- **Work task 1**
According to the passage on retinal detachment, how many adults in the general population develop retinal detachment each year?
- **Work task 2**
Please return everything from "Retinal detachment often" down to "emergency same-day surgery." in the passage on retinal detachment, copied word for word.
- **Work task 3**
Resume the passage on retinal detachment from the point where it stops.

- **Extract provided**
Start of Block

The retina is the delicate layer of cells at the back of the eye that captures external light, sending it to the brain, enabling sight. The retina is normally attached to the wall of the eye. Retinal detachment is a separation of the retina from the wall of the eye, akin to wallpaper peeling off a wall. This can lead to permanent loss of vision or blindness due to interruption of blood and oxygen supply.
Retinal detachment often requires urgent treatment. In particular, retinal detachment with new symptoms of peripheral visual loss that has yet to affect the central vision (often called macula-on or macula-sparing retinal detachment) may require emergency same-day surgery.
About 1 in 10,000 people per year in the general adult population will develop retinal detachment. This risk increases with age (>50 years), significant short-sightedness, prior severe trauma, eye surgery and a history of previous retinal detachment in the patient or family.

End of Block

- **Data extract**
Start of Block

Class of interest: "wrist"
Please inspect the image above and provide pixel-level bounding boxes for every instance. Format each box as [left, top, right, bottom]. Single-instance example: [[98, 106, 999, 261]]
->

End of Block

- **Written response 1**
About 1 in 10,000 people per year.

- **Written response 2**
Retinal detachment often requires urgent treatment. In particular, retinal detachment with new symptoms of peripheral visual loss that has yet to affect the central vision (often called macula-on or macula-sparing retinal detachment) may require emergency same-day surgery.

- **Written response 3**
There are 3 types of retinal detachment:
1. Rhegmatogenous retinal detachment
This is the commonest type of retinal detachment. It can cause rapid loss of vision and often requires emergency surgery within 24 hours.
Rhegma in Greek means rupture or rent. A break in the retina occurs, most commonly either in the form of a retinal tear or hole. The break allows fluid that normally stays in front of the retina, to flow through the break behind the retina, leading to separation of the retina from the wall of the eye.
Causes: A retinal tear (also called a horseshoe or ‘U’ tear) develops due to posterior vitreous detachment and a focal point of vitreous pulling on the retina. Posterior vitreous detachment occurs in the majority of people by the age of 70, but can occur earlier with short-sightedness and prior surgery. A retinal hole (also called a round or atrophic hole) develops due to thinning of the retina most commonly found in short-sighted people. Significant eye injury is also a cause.
2. Tractional retinal detachment
This is due to scar tissue formation on the surface of the retina, which gradually contracts, pulling the retina off the wall of the eye in the absence of a retinal break.
Causes: Diabetes is the main cause.
3. Exudative retinal detachment.
This is due to blood vessels within the retina leaking fluid underneath the retina, and is the least common type of retinal detachment.
Causes: A range including inflammation (uveitis).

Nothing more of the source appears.